§ PASSAGE TO READ
•••

I want this to happen:
import pandas as pd
import talib
import csv
import numpy as np
my_data = pd.read_excel('candlesticks-patterns-excel.xlsx')
df = pd.DataFrame(my_data)
df['Next Close'] = np.nan_to_num(0) #adding these next four columns to my dataframe so I can fill them up with the later variables#
df['Variation2'] = np.nan_to_num(0)
df['Next Week Close'] = np.nan_to_num(0)
df['Next Week Variation'] = np.nan_to_num(0)
df['Close'].astype(float)
for row in df.itertuples(index=True):
str(row[7:23])
if ((row[7:23]) == 100):
nextclose = np.where(row[7:23] == row[7:23]+1)[0] #(I Want this to be the next row after having found the condition)#
if (row.Index + 7 < len(df)):
nextweekclose = np.where(row[7:23] == row[7:23]+7)[0] #(I want this to be the 7th row after having found the condition)#
else:
nextweekclose = 0
The reason I want these values is to later compare them with these variables:
variation2 = (nextclose - row.Close) / row.Close * 100
nextweekvariation = (nextweekclose - row.Close) / row.Close * 100
df.append({'Next Close': nextclose, 'Variation2': variation2, 'Next Week Close': nextweekclose, 'Next Week Variation': nextweekvariation}, ignore_index = true)
My errors come from the fact that I do not know how to retrieve the row+1 value, and the row+7 value. I have searched high and low all day online and haven't found a concrete way to do this. Whichever idea I try to come up with gives me either a "can only concatenate tuple (not "int") to tuple" error, or a "AttributeError: 'Series' object has no attribute 'close'". This second one I get when I try:
for row in df.itertuples(index=True):
str(row[7:23])
if ((row[7:23]) == 100):
nextclose = df.iloc[row.Index + 1,:].close
if (row.Index + 7 < len(df)):
nextweekclose = df.iloc[row.Index + 7,:].close
else:
nextweekclose = 0
I would really love some help on this.
Using Jupyter Notebook.

•••

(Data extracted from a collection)
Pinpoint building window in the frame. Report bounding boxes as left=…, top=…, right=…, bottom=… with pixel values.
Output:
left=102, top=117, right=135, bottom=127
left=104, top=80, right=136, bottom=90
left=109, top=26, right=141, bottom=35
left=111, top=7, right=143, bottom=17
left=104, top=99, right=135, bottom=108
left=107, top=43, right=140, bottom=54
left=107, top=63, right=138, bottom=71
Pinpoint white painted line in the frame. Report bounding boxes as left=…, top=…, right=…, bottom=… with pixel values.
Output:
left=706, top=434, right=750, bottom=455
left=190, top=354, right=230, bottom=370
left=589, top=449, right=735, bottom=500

•••

§ JOBS
**A.** Answer these questions about the pandas forum post:
(i) Which Excel file does the code read into a DataFrame?
(ii) In the code, what value is given to nextweekclose when row.Index + 7 is not less than len(df)?
(iii) Which tool does the poster say they are using?
**B.** Continue the pandas forum post from its final line.

§ ANSWERS TO THE PROBLEMS
**A.**
(i) 'candlesticks-patterns-excel.xlsx'
(ii) 0
(iii) Jupyter Notebook

**B.**
EDIT : FIXED
I have finally succeeded ! As it often seems to be the case with programming (yeah, I'm new here...), the mistakes were because of my inability to think outside the box. I was persuaded a certain part of my code was the problem, when the issues ran deeper than that.
Thanks to BenB and Michael Gardner, I have fixed my code and it is now returning what I wanted. Here it is.
import pandas as pd
import talib
import csv
import numpy as np
my_data = pd.read_excel('candlesticks-patterns-excel.xlsx')
df = pd.DataFrame(my_data)
#Creating my four new columns. In my first message I thought I needed to fill them up
#with 0s (or NaNs) and then fill them up with their respective content later.
#It is actually much simpler to make the operations right now, keeping in mind
#that I need to reference df['Column Of Interest'] every time.
df['Next Close'] = df['Close'].shift(-1)
df['Variation2'] = (((df['Next Close'] - df['Close']) / df['Close']) * 100)
df['Next Week Close'] = df['Close'].shift(-7)
df['Next Week Variation'] = (((df['Next Week Close'] - df['Close']) / df['Close']) * 100)
#The only use of this is for me to have a visual representation of my newly created columns#
print(df)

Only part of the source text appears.